#### BLOCCO DI TESTO
+ + +

L’inno ufficiale è tutto un altro, ma pochi georgiani (nel senso di statunitensi) se ne curano. Già, perché l’inno “del cuore” è di Ray Charles, nero come gran parte della popolazione dello Stato del sud, e si chiama “Georgia on my mind”.

È una nazione “piena” di storia, la Georgia: della riduzione e deportazione di schiavi africani, certo, ma la ha inciso molto anche nella nascita degli Stati Uniti d’America: era una delle tredici colonie britanniche raggruppate lungo la costa orientale del Nord America che hanno costituito il primo nucleo degli Usa, era stata esplorata e colonizzata nel 1732 e il suo nome era un omaggio al re britannico Giorgio II. Ed è proprio in Georgia, che si è scritta la storia dei diritti civili degli afroamericani e della musica southern, del Sud. Il suo motto è “Wisdom, Justice & Moderation” (Saggezza, giustizia e moderazione) e si riferisce ai tre pilastri che sorreggono la costituzione.

All’anagrafe geografica è la Georgia, ma per amici e familiari è The Peach State (lo Stato delle pesche) perché produce frutta di altissima qualità, in primis proprio le pesche, che sono anche riconosciute come frutto ufficiale dello stato dal 1995. Un altro soprannome è “The Empire State of the South” in quanto la Georgia, prima delle Guerra Civile, americana, era il secondo stato per vastità di territorio a est del Mississippi e si stava distinguendo per un notevole sviluppo dell’industria. Si guadagnò così questo appellativo.

La Georgia, dove la popolazione è particolarmente cordiale e i rapporti tra bianchi e afroamericani sono assai migliori che altrove, è tra gli stati più popolosi degli Usa, il quarto nella East Coast. La grande quantità di terreni agricoli si alterna alle vaste foreste, soprattutto di pini, che coprono il 60% del suo territorio.

+ + +

#### DATI ESTRATTI

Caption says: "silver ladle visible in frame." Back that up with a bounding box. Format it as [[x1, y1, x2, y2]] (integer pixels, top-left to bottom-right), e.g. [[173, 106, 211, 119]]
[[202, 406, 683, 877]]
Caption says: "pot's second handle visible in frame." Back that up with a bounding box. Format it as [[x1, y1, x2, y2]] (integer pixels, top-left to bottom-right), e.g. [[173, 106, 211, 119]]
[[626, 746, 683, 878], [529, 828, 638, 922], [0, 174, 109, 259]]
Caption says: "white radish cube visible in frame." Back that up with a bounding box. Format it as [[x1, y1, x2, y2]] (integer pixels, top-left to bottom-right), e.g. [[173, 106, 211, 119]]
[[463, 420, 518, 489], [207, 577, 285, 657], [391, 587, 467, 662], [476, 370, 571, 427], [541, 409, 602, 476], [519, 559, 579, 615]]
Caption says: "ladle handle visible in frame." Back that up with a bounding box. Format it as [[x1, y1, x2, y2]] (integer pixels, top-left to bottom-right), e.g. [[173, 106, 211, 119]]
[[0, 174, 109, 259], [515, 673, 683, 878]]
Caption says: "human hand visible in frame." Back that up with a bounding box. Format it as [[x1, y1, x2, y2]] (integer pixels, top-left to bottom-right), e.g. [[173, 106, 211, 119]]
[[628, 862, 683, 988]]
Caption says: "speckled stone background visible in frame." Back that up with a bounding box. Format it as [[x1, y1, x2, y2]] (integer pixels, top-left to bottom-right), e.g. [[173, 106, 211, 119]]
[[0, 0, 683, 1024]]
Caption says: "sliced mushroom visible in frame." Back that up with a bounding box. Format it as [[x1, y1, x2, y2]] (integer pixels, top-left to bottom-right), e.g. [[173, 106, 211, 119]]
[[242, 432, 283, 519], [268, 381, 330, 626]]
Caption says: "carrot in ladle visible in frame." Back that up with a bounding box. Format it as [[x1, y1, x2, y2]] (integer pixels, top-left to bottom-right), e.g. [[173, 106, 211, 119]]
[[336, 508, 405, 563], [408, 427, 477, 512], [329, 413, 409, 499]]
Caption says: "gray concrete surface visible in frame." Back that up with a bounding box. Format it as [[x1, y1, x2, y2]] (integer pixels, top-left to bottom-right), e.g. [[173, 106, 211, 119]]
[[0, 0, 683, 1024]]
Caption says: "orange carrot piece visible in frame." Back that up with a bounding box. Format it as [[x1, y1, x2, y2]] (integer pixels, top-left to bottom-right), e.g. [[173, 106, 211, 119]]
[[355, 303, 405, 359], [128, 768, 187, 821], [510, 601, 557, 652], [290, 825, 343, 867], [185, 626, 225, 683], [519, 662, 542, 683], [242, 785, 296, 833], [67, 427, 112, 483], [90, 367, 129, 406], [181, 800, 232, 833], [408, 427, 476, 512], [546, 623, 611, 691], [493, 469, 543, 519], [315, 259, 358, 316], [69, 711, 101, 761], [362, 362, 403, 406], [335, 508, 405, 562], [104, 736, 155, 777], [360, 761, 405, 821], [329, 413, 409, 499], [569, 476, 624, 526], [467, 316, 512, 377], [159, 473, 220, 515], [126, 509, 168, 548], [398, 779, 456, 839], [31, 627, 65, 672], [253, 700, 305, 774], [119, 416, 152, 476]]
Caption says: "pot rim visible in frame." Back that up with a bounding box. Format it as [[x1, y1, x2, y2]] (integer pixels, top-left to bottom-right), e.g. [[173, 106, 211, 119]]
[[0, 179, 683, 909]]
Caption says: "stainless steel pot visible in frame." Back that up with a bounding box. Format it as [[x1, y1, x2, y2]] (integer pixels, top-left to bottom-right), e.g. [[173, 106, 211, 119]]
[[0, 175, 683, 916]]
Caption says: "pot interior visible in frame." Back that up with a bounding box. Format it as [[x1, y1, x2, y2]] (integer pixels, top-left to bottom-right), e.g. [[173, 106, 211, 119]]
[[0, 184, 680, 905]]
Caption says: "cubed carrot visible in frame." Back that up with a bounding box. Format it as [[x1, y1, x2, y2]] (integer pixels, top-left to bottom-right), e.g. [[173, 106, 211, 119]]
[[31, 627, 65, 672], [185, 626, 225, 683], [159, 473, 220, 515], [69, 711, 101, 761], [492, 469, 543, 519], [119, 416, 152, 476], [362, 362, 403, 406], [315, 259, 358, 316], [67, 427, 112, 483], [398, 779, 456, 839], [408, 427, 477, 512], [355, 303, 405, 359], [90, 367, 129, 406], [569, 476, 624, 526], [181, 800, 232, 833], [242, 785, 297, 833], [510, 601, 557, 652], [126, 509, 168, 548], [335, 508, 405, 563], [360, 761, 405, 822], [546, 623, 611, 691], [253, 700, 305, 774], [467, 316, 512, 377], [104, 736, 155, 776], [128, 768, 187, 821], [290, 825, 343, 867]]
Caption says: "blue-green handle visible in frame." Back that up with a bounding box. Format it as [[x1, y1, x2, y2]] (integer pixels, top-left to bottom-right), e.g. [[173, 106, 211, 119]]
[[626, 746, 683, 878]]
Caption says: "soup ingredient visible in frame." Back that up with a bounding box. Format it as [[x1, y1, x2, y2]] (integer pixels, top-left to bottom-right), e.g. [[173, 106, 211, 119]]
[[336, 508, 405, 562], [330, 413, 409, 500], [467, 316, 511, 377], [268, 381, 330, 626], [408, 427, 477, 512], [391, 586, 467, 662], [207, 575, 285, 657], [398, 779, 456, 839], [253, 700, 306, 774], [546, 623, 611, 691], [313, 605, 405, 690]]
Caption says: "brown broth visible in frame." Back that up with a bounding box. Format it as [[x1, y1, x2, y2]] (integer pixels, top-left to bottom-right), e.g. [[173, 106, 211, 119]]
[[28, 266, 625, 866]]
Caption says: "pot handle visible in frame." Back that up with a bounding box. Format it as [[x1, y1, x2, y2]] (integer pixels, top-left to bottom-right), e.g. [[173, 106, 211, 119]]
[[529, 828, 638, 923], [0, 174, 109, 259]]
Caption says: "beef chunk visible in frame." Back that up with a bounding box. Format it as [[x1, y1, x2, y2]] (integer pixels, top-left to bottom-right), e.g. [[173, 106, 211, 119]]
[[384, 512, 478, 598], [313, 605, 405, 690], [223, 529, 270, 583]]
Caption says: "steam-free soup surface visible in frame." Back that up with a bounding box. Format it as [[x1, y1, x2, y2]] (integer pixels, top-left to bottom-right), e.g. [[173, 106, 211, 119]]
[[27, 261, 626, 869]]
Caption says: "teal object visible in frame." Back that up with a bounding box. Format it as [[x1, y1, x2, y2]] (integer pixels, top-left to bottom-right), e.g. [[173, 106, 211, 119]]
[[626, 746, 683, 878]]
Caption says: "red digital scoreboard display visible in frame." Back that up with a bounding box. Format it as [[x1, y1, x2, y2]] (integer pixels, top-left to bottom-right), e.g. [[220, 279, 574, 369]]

+ + +

#### ESERCIZI DA SVOLGERE
(a) Trascrivi dal testo sulla Georgia tutto ciò che va da "All’anagrafe geografica è" fino a "del suo territorio.".
(b) Prosegui il testo sulla Georgia dopo la sua ultima frase.
Questi dati provengono da un'altra fonte.

#### RISULTATI ATTESI
(a)
All’anagrafe geografica è la Georgia, ma per amici e familiari è The Peach State (lo Stato delle pesche) perché produce frutta di altissima qualità, in primis proprio le pesche, che sono anche riconosciute come frutto ufficiale dello stato dal 1995. Un altro soprannome è “The Empire State of the South” in quanto la Georgia, prima delle Guerra Civile, americana, era il secondo stato per vastità di territorio a est del Mississippi e si stava distinguendo per un notevole sviluppo dell’industria. Si guadagnò così questo appellativo.

La Georgia, dove la popolazione è particolarmente cordiale e i rapporti tra bianchi e afroamericani sono assai migliori che altrove, è tra gli stati più popolosi degli Usa, il quarto nella East Coast. La grande quantità di terreni agricoli si alterna alle vaste foreste, soprattutto di pini, che coprono il 60% del suo territorio.

(b)
Il 12 febbraio 1733 è una triste data storica: la nave Anne approdò nel porto dell’attuale Savannah con i primi coloni. Inizialmente in Georgia era vietata la schiavitù, ma il repentino sviluppo delle piantagioni stava dimostrando nella vicina Carolina del Sud che gli schiavi erano la forma di lavoro più redditizia. E allora, via le remore morali e spazio ai soldi, così arrivò la revoca del divieto di schiavitù nel 1749. Il numero degli schiavi crebbe rapidamente: entro il 1775 sarebbero diventati diciottomila e avrebbero costituito la maggioranza della popolazione della colonia. Con la Guerra civile americana, la Georgia si unì agli stati confederati separandosi dall’Unione e inviando 120mila soldati alla Confederazione.

La capitale dello stato è Atlanta, famosa nel mondo per essere la sede della Coca Cola e per aver ospitato, sino al 2021, gli studi della CNN, l’emittente televisiva statunitense “all news”. Ora sono a New York, il trasloco è avvenuto durante la pandemia da Covid. Il museo più divertente e originale della città è il World of Coca Cola, intitolato alla bevanda più conosciuta al mondo, nata per caso nel 1886 grazie a un errore del farmacista John Stith Pemberton che voleva in realtà creare uno sciroppo antidolorifico. Il risultato non fu una medicina, ma la bibita più bevuta nel pianeta, senza che il suo creatore se lo aspettasse.

Uno Stato tanto importante per la storia degli Usa merita sempre una vetrina internazionale e nel 1996 la ebbe: con le Olimpiadi, che hanno lasciato in eredità ad Atlanta una grande area verde nel centro città, il Centennial Olympic Park. Al suo interno c’è la “Fountain of the rings”: riproduce i cinque cerchi olimpici su una pavimentazione dove, quattro volte al giorno, dagli anelli spuntano getti d’acqua, con sottofondo musicale.

La capitale della Georgia è anche e soprattutto uno dei centri più importanti per la storia dei diritti civili degli afroamericani: lì c’è la casa natale di Martin Luther King, probabilmente il suo cittadino più famoso nel mondo, ministro della chiesa Battista, ucciso da una fucilata esplosa da un fanatico razzista quando aveva 39 anni. In un’area circoscritta della città, nel quartiere di Sweet Auburn, trionfa il Martin Luther King Jr. National Historical Park, con la casa natale e la tomba inserita in una grande vasca di acqua limpida.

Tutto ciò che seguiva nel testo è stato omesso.